• WHAT IS BEING ASKED
Rewrite in full every line of the entries, starting with the line containing "Question. Mark every instance of the roof" and going on through the line containing "x=984 y=109". Add 141 to each x and y coordinate in the answers, and keep every other number unchanged.

Dataset entries
——————————

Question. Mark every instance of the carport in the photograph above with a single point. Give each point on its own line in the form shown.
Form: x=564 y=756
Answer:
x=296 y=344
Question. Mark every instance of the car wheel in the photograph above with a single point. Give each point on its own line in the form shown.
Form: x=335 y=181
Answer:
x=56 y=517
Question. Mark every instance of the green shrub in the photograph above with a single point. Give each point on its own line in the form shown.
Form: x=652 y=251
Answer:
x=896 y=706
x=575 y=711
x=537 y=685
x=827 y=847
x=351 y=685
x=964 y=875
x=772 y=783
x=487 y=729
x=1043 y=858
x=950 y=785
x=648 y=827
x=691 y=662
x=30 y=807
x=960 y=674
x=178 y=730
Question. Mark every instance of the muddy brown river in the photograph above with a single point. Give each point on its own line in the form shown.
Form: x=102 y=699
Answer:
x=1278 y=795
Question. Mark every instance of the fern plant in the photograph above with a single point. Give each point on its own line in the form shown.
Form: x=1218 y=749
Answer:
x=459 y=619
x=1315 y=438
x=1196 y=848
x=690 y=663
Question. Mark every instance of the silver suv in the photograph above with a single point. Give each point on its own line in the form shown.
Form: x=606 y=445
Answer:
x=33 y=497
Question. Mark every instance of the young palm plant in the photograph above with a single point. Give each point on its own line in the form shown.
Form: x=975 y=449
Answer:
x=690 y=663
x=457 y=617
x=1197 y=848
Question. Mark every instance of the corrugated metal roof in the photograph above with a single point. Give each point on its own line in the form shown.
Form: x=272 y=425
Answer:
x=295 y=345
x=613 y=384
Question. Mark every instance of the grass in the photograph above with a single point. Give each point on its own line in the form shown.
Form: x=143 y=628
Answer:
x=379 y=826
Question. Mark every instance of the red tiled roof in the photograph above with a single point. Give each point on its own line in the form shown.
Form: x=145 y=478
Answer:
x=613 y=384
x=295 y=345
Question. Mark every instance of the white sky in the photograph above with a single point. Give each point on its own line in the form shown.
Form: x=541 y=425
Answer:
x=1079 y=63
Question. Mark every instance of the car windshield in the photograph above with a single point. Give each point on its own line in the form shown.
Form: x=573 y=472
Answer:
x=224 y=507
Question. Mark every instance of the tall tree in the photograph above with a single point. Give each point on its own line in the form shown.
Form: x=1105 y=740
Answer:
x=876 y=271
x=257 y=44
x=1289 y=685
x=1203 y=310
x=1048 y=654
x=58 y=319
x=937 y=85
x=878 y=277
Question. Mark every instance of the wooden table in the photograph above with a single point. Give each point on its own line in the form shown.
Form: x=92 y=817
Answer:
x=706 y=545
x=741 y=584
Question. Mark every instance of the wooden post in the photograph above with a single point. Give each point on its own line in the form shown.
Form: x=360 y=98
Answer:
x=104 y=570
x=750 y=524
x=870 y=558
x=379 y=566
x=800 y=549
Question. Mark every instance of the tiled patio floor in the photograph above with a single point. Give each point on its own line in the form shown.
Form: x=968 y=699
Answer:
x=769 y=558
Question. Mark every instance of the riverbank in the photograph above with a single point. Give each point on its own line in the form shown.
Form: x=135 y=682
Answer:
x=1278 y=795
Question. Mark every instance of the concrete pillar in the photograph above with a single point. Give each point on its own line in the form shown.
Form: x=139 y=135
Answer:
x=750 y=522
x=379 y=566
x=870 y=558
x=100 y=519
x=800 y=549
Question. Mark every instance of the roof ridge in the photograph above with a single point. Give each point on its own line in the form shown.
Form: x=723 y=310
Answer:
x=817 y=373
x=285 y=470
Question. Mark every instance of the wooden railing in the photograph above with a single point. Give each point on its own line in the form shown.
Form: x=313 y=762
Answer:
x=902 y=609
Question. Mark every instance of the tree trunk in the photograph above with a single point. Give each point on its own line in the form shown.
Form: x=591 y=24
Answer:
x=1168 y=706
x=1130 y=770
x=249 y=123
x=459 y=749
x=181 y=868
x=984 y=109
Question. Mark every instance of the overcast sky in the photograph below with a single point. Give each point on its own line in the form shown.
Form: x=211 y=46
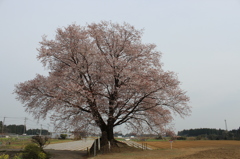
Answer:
x=199 y=40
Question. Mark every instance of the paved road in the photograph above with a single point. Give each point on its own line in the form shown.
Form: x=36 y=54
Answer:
x=72 y=146
x=135 y=144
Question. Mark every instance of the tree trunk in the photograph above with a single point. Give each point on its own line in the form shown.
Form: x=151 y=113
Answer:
x=107 y=141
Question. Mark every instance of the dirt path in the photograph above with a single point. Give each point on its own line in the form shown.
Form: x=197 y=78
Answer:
x=65 y=154
x=229 y=152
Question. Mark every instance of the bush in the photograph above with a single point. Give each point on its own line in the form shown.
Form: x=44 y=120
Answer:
x=63 y=136
x=4 y=156
x=41 y=141
x=32 y=151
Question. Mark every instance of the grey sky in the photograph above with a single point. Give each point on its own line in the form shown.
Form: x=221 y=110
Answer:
x=200 y=40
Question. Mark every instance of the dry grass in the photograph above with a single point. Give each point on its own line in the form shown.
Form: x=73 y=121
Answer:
x=203 y=149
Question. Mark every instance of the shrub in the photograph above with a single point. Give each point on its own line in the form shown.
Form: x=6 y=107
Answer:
x=31 y=151
x=63 y=136
x=181 y=138
x=4 y=156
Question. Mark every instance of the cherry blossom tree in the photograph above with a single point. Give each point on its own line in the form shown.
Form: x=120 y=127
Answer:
x=102 y=75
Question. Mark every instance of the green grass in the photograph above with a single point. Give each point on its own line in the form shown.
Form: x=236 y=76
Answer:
x=20 y=143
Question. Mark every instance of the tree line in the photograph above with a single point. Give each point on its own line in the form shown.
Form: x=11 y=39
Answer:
x=21 y=129
x=211 y=134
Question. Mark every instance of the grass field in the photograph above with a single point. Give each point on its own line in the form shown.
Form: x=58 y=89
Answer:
x=20 y=143
x=204 y=149
x=177 y=144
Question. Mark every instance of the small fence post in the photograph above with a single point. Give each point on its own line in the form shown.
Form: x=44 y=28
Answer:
x=99 y=143
x=94 y=148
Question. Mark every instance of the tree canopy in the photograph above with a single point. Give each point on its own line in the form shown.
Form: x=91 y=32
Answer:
x=102 y=75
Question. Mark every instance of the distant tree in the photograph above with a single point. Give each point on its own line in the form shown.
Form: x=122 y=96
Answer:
x=102 y=75
x=63 y=136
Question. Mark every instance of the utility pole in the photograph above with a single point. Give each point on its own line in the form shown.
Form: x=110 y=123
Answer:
x=41 y=130
x=24 y=130
x=226 y=124
x=3 y=124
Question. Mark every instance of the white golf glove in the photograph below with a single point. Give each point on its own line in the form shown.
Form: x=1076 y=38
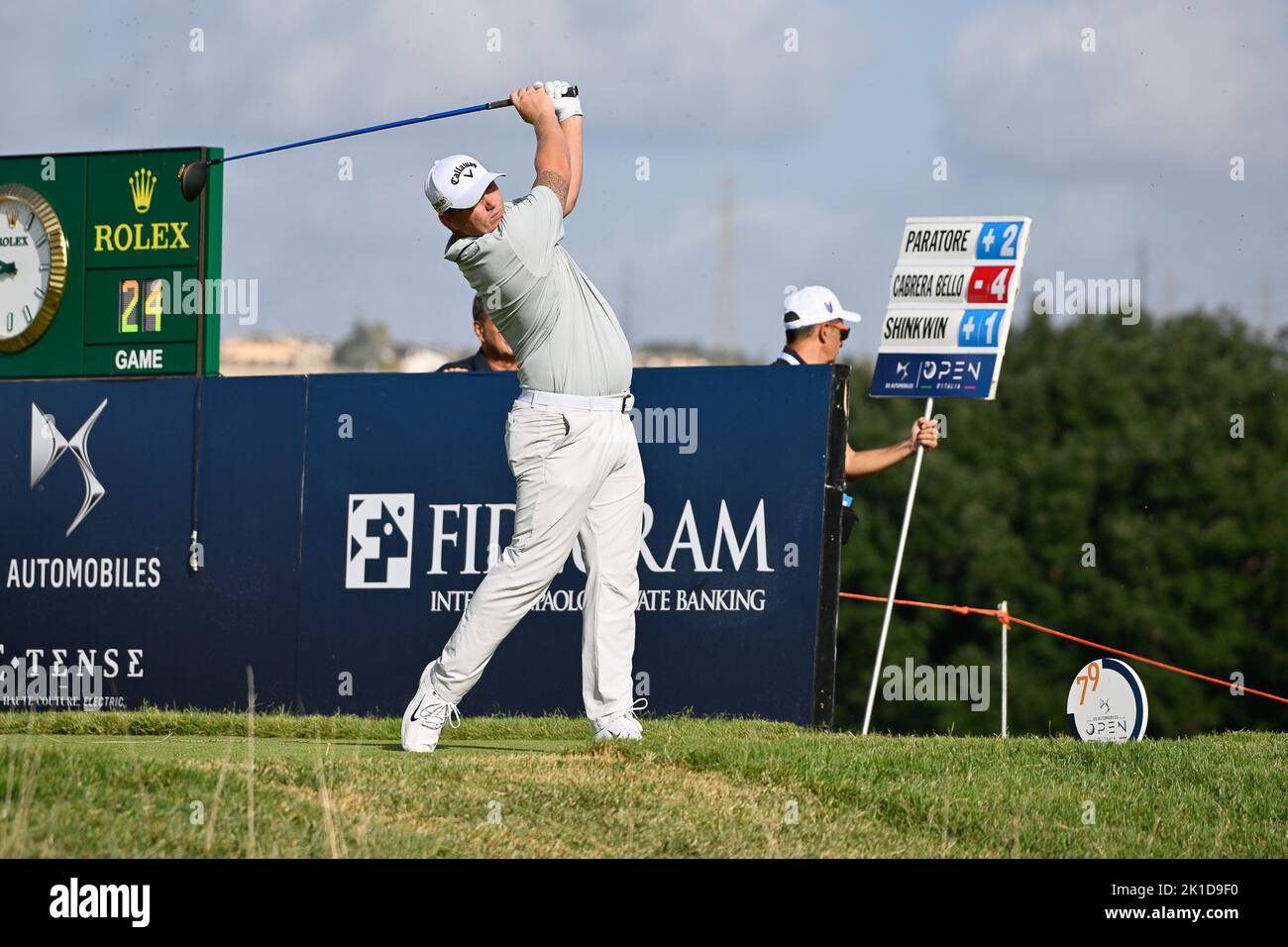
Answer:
x=566 y=107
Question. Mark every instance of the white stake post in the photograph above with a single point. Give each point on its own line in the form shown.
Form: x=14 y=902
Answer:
x=1003 y=607
x=894 y=579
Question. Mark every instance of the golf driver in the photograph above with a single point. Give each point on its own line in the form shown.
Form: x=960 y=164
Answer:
x=192 y=176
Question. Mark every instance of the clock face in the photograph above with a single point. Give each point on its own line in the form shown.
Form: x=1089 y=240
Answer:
x=33 y=265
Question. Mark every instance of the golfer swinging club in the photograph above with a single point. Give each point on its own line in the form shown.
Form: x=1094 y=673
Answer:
x=568 y=437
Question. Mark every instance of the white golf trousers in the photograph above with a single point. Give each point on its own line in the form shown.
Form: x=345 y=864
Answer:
x=578 y=475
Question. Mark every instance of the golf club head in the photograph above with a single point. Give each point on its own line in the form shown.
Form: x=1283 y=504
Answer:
x=192 y=179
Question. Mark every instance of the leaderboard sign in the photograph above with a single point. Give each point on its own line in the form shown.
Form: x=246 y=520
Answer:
x=949 y=307
x=104 y=268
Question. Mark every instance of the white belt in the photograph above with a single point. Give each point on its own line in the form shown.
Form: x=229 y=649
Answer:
x=621 y=403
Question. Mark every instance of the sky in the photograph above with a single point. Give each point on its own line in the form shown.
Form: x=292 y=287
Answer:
x=828 y=119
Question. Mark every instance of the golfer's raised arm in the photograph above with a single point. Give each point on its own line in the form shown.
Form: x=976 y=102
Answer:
x=554 y=166
x=572 y=132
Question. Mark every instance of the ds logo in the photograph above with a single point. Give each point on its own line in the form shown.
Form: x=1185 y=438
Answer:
x=378 y=547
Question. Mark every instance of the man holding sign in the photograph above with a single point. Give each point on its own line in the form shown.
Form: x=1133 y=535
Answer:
x=815 y=326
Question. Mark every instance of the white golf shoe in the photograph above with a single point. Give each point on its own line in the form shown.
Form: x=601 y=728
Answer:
x=621 y=725
x=425 y=715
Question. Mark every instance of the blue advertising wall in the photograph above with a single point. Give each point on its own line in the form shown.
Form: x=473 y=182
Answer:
x=344 y=519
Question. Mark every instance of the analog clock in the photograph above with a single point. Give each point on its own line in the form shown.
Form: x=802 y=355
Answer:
x=33 y=265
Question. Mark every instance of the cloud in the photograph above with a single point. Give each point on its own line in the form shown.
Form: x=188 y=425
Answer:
x=1168 y=90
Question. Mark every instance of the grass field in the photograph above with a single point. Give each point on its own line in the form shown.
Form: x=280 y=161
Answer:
x=163 y=784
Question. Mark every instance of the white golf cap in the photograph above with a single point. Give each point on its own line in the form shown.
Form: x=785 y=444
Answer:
x=456 y=182
x=812 y=304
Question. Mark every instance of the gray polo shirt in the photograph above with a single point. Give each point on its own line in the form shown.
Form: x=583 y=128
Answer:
x=563 y=331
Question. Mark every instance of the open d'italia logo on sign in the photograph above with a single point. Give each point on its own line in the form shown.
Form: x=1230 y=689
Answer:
x=1108 y=703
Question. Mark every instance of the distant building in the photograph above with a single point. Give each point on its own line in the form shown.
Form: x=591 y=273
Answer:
x=273 y=355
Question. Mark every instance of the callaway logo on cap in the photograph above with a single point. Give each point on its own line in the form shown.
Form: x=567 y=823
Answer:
x=456 y=182
x=812 y=304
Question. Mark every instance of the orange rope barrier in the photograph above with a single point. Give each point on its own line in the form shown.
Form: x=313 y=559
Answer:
x=1006 y=618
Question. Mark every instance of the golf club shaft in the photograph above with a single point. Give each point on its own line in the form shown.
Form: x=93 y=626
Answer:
x=498 y=103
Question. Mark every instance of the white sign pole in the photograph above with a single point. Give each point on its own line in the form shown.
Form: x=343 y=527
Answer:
x=894 y=579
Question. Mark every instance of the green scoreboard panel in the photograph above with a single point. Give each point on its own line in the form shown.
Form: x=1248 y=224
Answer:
x=104 y=269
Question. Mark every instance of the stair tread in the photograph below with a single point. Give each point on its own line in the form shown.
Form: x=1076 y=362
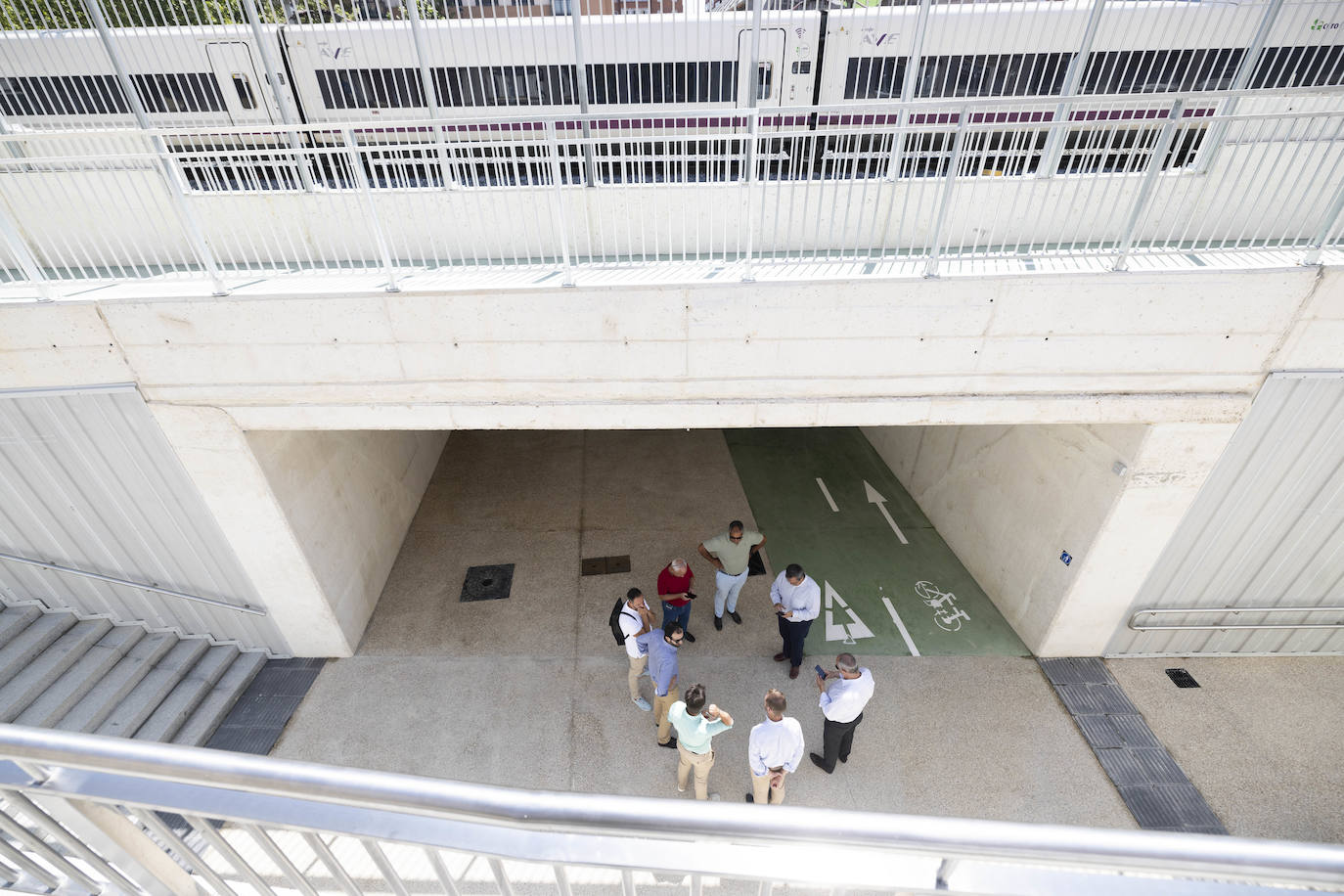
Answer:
x=222 y=697
x=137 y=705
x=179 y=702
x=81 y=677
x=49 y=666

——————————

• TASK RESULT
Question. Mark every instance of the roof ridge in the photograph above with a single point. Give each point on its own line in the form shown.
Form: x=723 y=310
Answer:
x=958 y=514
x=426 y=611
Question. Mark every instance of the wooden railing in the photograph above with a single point. Give each point on its own line in the form shown.
Form: x=313 y=762
Answer:
x=1043 y=750
Question. Mark every instance of the tree trunk in the photograph above with a single point. Give each point on its own line in the form shown.
Form: x=591 y=24
Answer:
x=1309 y=847
x=1271 y=911
x=390 y=264
x=600 y=890
x=322 y=1009
x=1125 y=250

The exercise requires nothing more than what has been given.